## Yang Harus Dikerjakan
A) Menurut teks tentang strategi pembangunan pendidikan, pergeseran mendasar perlu dilakukan dari sistem apa ke sistem apa?
B) Ketik ulang persis sama bagian teks tentang strategi pembangunan pendidikan, semuanya dari "Akuntabilitas sekolah dalam" terus sampai "merupakan kendala besar.".
C) Lanjutkan teks tentang strategi pembangunan pendidikan mulai dari bagian terakhir yang ditampilkan.

## Teks Bacaan
•••

Strategi pembangunan pendidikan yang efektif mutlak diperlukan,
dalam arti strategi pembangunan yang memberdayakan memberi kepercayaan yang
luas dan mengembalikan urusan pengelolaan pendidikan kepada sekoalah. Peran
pemerintah lebih banyak ditekankan pada pelayanan agar proses pendidikan
disekolah berjalan efektif dan efisien. Peran ini dapat dilakuakan oleh semua
jenjang pemerintahan, baik pusat, provinsi, maupaun Kabupaten/Kota. Yang
penting fokus pembangunan pendidikana harus tetap pada apa yang terjadi
disekolah. Sebab, strategi pembanunan pendidikan yang tidak terfokus pada
pemberdayaan sekolah, umumnya tidak member hasil yang memuaskan.
Pada era desentralisasi pendidikan ini, strategi pembangunan
pendidikan perlu dilakukan upaya pergeseran mendasar dari sistem pengelolaan
terpusat ke sistem pengelolaan pendidikan berbasis sekolah (school basic
education). Pergeseran ini perlu dilakuakan karena sistem terpusat terbukti
tidak terlalu kondusif bagi upaya peningkatan mutu pendidikan di sekolah. Upaya
peningkatan mutu pendidikan sampai saat ini belum dapat memberikan hasil yang
memuaskan. Beberapa masalah yang membuat peningkatan mutu pendidikan tidak
berjalan, dimungkinkan sebagai akibat :
1.
Akuntabilitas sekolah dalam menyelenggarakan pendidikan kepada
masyarakat masih sangat rendah.
2.
Penggunaan sumber daya tidak optimal. Rendahnya anggaran pendidikan
merupakan kendala besar.
3.
Partisipasi masyarakat masih rendah.
4.

•••

## Data yang Diberikan
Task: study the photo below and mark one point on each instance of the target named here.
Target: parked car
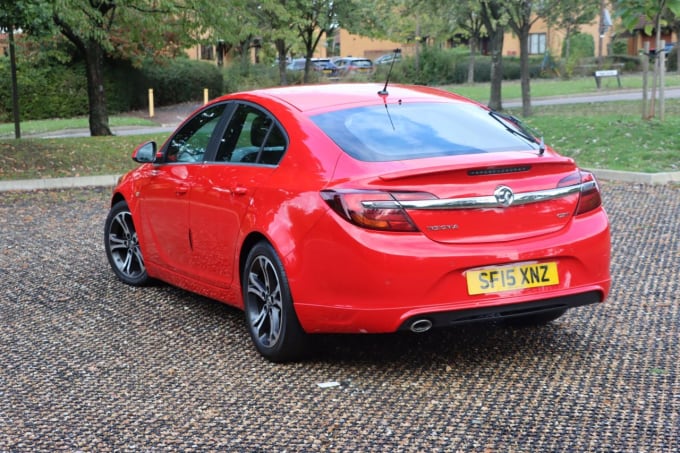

•••

## Hasil Berurutan
A) Dari sistem pengelolaan terpusat ke sistem pengelolaan pendidikan berbasis sekolah.

B)
Akuntabilitas sekolah dalam menyelenggarakan pendidikan kepada
masyarakat masih sangat rendah.
2.
Penggunaan sumber daya tidak optimal. Rendahnya anggaran pendidikan
merupakan kendala besar.

C)
Lembaga pendidikan tidak mampu mengikuti perubahan yang terjadi
dilingkungannya.[4]
Ada tiga faktor penting yang sangat menentukan sukses dan tidaknya
pemberlakuan otonomi atau desentralisasi pendidikan di era otonomi daerah ini,
yaitu pemerintah pusat, pemerintah daerah dan sekolah. Masing-masing
faktor tersebut memiliki peran yang
berbeda satu sama lainnya. Walaupun demikian perbedaan peran yang
dimiliki bukan berarti tidak berkaitan satu sama lainnya, justru perbedaan
peran tersebut lebih merupakan suatu job distributions, yang sifatnya
saling mendukung dan menyokong suksesnya penerapan konsep otonomi dan
desentralisasi pendidikan.[5]
Sedangkan pendanaan untuk mendanai keigiatan pendidikan menurut
Djohar, dapat diperoleh sedikit-dikitnya dari 7 sumber, yaitu bersumber dari (1)
kontribusi pemerintah, SPP siswa; (2) memperbanyak hak paten yang mempunyai
nilai jual; (3) membangun unit produksi; (4) memiliki program unggulan; (5)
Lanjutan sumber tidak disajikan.